* [Instructions for the task]:
Write out these lines again, changing "center of the thickest part" to "middle of the widest part" wherever it appears and leaving the rest as it is.

* [Point placement lines]:
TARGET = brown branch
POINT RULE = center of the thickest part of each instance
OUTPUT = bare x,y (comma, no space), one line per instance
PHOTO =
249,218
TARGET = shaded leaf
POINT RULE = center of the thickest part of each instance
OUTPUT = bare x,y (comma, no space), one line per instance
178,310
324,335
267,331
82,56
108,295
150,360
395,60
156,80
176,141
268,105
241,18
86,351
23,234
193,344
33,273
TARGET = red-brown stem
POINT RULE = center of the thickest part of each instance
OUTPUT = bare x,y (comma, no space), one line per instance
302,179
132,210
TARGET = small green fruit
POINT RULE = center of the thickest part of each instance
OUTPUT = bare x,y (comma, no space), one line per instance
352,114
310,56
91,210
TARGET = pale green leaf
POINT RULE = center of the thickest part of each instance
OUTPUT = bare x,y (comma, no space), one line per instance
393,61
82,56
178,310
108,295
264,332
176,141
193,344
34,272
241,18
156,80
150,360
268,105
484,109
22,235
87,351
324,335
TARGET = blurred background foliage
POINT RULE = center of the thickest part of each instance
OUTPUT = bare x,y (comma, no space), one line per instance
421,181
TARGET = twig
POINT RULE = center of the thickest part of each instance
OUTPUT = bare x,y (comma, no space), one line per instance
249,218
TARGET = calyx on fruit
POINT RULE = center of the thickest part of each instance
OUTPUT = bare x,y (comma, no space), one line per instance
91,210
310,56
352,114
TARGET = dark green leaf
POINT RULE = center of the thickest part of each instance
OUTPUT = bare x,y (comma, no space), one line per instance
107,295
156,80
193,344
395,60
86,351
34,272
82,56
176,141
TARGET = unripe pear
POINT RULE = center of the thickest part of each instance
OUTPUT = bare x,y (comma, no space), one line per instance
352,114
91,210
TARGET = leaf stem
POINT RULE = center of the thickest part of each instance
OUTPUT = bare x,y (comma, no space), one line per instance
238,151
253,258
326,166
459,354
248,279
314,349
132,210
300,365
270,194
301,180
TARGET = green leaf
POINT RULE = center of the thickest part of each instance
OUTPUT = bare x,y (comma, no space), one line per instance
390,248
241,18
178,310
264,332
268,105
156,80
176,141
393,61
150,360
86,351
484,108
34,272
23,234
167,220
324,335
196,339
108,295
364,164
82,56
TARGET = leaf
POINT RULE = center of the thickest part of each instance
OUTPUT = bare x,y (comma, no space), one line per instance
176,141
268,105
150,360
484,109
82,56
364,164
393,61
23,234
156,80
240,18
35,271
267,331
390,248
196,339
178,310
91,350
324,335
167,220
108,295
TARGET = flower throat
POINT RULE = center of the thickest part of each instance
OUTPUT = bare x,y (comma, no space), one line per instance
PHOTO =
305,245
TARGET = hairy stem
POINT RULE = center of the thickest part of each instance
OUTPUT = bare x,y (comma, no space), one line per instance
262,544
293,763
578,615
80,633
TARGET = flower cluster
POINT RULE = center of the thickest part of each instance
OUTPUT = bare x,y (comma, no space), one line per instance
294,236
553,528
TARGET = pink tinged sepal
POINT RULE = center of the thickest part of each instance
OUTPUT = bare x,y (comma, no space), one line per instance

* [Solved problem]:
TARGET = brown branch
POINT RULE = middle of the widest part of each instance
OUTPUT = bare x,y (comma, no space), one line per instance
PHOTO =
249,218
TARGET = shaded leaf
POINT RULE = middle of the widest part of each instance
OUTPUT = bare x,y (comma, no space), one line per instance
178,310
324,335
267,331
82,56
108,295
150,360
395,60
156,80
176,141
268,105
241,18
86,351
23,234
193,344
33,273
TARGET = red-brown stem
POINT RULE = middle of the widest part of each instance
OUTPUT = bare x,y (comma, no space), one line per instance
302,179
132,210
TARGET = small green fruit
POINT RULE = middle of the widest part of each instance
OUTPUT = bare x,y (comma, no space), one line per instance
352,114
310,56
91,210
TARGET = pale green leaf
POINT RULE = middle of the widest part of each instance
OUTPUT = bare x,y (comma, no space), one line per instance
393,61
82,56
178,310
108,295
264,332
176,141
193,344
34,272
241,18
156,80
150,360
268,105
484,109
22,235
87,351
324,335
TARGET = blurred background foliage
POINT RULE = middle of the widest part of each instance
OUTPUT = bare x,y (comma, no space), one line per instance
421,181
TARGET = twig
POINT RULE = middle of the widest part of each instance
OUTPUT = bare x,y (comma, no space), one line per instance
249,218
TARGET = calyx on fruit
POINT RULE = middle of the widest part of each instance
OUTPUT = bare x,y (comma, no space), one line per instance
91,210
310,56
352,114
TARGET = dark green leaf
POINT RULE = middle of the widest part of each instance
OUTPUT = bare x,y (comma, no space), one line per instance
107,295
156,80
193,344
395,60
86,351
34,272
82,56
176,141
TARGET = unripe pear
POINT RULE = middle of the widest part of each instance
OUTPUT = bare x,y (comma, no space), one line per instance
352,114
91,210
TARGET = leaf stem
POINT RULE = middle of the widest part of each instance
OUTPUT = bare x,y (comma, no space), one line per instance
238,151
253,258
326,166
459,354
248,279
314,349
132,210
300,365
270,194
301,180
TARGET = green leaf
POINT RULE = middle of the widest part of each instance
OUTPUT = bare x,y (comma, no space), one line per instance
390,248
241,18
178,310
264,332
268,105
156,80
176,141
393,61
150,360
86,351
484,108
34,272
23,234
167,220
324,335
196,339
108,295
364,164
82,56
TARGET = leaf
POINT RULE = middle of the widest part of each instance
OUTPUT = bare x,y (comma, no space), one line per instance
176,141
268,105
150,360
484,109
82,56
364,164
393,61
23,234
156,80
240,18
35,271
267,331
390,248
196,339
178,310
91,350
324,335
167,220
108,295
TARGET = flower throat
POINT RULE = middle of the widest part of each instance
OUTPUT = bare x,y (comma, no space), one line per instance
PHOTO =
305,245
TARGET = hairy stem
POINT RULE = middle of the widest part of each instance
OUTPUT = bare x,y (comma, no space), one line per instance
262,544
293,763
578,615
80,633
TARGET = flower cluster
POINT RULE = middle of the widest part of each instance
OUTPUT = bare x,y (comma, no space), one line per instance
294,236
553,528
TARGET = pink tinged sepal
POINT RULE = middle of the widest part of each instance
OUTPUT = bare x,y (comma, no space), one line per instance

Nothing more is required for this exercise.